EXERCISE GOAL.
Every line from the line containing "Query: document on table" through the final line below is to be repeated exactly; no other line is.

DATA SHOWN.
※

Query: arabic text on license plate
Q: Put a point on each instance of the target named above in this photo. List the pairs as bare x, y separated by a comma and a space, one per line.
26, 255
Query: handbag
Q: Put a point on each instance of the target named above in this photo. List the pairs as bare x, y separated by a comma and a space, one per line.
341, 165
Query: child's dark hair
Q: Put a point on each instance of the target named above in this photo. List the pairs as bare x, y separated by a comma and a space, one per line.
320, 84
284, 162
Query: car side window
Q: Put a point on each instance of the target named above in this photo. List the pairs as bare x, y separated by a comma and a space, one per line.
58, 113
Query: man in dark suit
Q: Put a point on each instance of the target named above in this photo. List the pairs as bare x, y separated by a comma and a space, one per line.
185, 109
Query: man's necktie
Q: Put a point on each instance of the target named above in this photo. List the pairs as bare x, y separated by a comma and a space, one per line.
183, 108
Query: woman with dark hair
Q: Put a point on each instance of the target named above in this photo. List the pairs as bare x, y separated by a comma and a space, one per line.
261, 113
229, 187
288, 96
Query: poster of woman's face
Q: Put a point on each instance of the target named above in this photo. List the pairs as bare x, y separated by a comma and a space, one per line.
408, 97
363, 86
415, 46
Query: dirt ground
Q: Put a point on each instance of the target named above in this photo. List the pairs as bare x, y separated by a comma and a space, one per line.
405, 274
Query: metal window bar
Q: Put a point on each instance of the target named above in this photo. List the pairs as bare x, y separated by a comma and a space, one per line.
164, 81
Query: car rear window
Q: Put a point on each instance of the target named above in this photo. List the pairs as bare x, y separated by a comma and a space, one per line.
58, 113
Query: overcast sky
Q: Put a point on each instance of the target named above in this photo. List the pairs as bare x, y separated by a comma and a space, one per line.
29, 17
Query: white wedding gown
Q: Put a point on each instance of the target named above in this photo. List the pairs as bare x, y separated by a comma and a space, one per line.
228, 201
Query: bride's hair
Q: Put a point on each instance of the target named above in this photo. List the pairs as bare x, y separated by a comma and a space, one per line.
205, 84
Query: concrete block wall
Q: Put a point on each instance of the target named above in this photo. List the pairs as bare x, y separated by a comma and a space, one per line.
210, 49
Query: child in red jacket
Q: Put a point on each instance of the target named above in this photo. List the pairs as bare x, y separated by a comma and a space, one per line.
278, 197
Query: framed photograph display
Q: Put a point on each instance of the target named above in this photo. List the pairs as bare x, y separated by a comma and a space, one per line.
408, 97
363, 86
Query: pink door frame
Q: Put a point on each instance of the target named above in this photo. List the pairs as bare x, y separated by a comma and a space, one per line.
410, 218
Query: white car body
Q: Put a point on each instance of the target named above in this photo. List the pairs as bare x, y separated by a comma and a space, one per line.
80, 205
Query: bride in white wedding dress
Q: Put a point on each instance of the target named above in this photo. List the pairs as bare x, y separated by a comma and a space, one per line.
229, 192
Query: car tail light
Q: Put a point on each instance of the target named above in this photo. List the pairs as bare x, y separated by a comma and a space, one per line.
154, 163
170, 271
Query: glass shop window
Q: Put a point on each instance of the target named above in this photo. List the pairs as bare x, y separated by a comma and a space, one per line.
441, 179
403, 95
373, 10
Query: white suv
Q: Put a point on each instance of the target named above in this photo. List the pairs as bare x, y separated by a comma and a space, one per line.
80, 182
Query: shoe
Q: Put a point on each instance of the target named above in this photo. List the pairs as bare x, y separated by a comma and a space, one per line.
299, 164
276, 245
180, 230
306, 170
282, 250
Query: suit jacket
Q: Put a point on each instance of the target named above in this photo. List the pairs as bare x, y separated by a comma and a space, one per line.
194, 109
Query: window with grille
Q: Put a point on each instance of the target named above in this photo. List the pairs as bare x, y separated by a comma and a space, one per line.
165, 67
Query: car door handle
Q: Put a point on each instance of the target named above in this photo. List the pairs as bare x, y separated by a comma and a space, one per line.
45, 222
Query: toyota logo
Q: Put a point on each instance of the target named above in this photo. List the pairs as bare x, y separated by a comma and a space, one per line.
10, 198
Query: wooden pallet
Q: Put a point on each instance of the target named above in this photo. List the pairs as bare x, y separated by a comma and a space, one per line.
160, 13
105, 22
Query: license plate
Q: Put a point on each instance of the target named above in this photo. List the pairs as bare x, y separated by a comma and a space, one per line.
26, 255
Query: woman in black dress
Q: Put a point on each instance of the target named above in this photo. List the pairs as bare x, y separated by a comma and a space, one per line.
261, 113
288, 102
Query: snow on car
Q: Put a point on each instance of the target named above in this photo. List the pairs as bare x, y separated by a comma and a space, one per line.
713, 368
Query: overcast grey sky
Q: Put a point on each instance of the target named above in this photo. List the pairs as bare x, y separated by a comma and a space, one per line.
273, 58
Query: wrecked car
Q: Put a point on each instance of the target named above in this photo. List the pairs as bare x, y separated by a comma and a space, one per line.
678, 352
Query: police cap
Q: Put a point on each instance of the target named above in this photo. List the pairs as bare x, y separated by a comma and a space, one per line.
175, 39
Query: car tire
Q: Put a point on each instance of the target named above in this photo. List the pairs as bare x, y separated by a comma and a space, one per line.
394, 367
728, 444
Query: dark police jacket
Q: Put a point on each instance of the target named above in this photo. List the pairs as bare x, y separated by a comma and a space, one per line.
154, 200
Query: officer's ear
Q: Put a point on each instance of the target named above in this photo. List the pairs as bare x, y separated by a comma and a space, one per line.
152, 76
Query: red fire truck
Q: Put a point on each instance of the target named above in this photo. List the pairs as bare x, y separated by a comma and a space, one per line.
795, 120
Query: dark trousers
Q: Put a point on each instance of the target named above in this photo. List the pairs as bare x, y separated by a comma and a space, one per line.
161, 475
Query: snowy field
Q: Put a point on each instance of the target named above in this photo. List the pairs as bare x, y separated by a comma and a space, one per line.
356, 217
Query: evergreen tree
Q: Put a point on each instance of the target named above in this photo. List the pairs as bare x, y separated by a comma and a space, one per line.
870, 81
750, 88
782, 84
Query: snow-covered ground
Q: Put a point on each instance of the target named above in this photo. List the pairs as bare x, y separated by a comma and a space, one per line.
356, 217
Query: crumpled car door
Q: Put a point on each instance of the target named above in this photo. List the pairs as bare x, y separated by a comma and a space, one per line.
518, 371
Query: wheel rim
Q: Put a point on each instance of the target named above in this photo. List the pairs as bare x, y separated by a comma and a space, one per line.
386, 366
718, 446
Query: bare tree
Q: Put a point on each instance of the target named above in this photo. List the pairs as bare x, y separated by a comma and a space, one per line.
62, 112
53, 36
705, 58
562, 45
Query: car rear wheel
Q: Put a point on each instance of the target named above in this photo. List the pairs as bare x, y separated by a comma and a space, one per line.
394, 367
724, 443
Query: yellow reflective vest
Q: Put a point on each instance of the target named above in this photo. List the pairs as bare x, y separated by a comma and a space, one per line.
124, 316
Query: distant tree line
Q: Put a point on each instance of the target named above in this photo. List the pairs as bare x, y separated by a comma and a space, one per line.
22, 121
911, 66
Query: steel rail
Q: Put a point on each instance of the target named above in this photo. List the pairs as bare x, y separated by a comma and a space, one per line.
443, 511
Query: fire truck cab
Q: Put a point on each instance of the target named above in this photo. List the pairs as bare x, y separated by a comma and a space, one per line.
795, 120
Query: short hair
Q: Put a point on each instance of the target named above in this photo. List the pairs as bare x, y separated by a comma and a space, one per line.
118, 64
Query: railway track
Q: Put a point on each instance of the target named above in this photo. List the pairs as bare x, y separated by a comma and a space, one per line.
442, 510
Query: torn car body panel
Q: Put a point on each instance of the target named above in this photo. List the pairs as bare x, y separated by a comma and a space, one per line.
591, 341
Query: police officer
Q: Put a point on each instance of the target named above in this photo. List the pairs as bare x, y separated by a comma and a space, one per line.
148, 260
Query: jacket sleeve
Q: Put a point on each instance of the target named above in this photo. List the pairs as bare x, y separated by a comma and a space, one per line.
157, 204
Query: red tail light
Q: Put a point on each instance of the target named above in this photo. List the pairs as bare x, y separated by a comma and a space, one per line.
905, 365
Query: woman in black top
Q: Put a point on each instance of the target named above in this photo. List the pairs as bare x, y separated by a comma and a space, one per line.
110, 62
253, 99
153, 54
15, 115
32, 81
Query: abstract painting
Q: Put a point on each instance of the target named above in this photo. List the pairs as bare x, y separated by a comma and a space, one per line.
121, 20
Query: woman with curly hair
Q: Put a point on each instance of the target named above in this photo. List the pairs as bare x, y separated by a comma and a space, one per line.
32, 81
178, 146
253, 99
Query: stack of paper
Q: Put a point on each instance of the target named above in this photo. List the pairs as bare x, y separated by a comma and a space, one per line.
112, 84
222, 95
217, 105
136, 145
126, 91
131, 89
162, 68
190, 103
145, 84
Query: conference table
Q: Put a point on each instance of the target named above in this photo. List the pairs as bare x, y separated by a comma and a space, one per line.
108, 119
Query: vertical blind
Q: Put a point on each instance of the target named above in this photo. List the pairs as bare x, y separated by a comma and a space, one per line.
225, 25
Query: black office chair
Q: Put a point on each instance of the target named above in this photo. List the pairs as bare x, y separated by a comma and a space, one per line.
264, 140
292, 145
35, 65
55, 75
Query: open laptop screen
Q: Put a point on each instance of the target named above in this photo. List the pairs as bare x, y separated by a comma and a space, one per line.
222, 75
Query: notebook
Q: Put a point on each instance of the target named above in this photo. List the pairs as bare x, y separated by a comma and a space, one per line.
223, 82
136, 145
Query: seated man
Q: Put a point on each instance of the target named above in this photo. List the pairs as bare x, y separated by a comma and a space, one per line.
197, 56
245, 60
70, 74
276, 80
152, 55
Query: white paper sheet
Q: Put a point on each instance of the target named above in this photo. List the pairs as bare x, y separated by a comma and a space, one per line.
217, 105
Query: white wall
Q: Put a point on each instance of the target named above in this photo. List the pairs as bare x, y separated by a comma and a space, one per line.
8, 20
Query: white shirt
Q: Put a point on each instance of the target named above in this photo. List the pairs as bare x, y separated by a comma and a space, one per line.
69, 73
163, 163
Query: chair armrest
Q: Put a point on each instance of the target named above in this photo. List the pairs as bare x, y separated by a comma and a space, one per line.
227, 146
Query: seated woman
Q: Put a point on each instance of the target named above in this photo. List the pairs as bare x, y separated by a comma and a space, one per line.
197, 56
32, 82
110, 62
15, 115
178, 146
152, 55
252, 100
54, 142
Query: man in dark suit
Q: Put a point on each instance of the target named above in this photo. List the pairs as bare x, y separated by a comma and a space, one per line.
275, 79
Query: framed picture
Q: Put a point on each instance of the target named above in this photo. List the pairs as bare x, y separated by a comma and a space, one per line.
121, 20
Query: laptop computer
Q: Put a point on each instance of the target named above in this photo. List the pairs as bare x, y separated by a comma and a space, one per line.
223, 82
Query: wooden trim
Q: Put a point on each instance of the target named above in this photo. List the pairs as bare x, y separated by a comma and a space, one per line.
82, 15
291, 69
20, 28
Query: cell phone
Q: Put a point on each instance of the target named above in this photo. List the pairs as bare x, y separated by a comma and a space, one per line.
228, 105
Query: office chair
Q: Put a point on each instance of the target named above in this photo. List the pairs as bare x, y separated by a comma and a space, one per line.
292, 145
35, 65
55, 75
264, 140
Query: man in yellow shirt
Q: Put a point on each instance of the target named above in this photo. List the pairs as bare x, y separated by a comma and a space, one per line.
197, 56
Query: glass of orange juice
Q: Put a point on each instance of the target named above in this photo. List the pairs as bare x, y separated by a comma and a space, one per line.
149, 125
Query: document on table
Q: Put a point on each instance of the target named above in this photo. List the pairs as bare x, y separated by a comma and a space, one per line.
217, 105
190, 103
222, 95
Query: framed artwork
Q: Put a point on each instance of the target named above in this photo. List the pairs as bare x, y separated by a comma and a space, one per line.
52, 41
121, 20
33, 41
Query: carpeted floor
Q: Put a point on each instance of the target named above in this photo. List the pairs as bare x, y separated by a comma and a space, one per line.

※

SOLUTION TO THIS TASK.
Query: document on table
Q: Put a point on each instance of the target named above in this photo. List the pairs as bare x, y separated by a comma and a space, one per line.
217, 105
190, 103
222, 95
Query: framed artwork
Q: Put a point on each instance of the target named above in this photo. List the pairs as bare x, y separated by a comma and a space, one per line.
52, 41
121, 20
33, 41
Query: carpeted floor
Q: Put a point on each instance of the target named above in this photo. List the pairs as bare x, y separated by a comma and a space, one per line.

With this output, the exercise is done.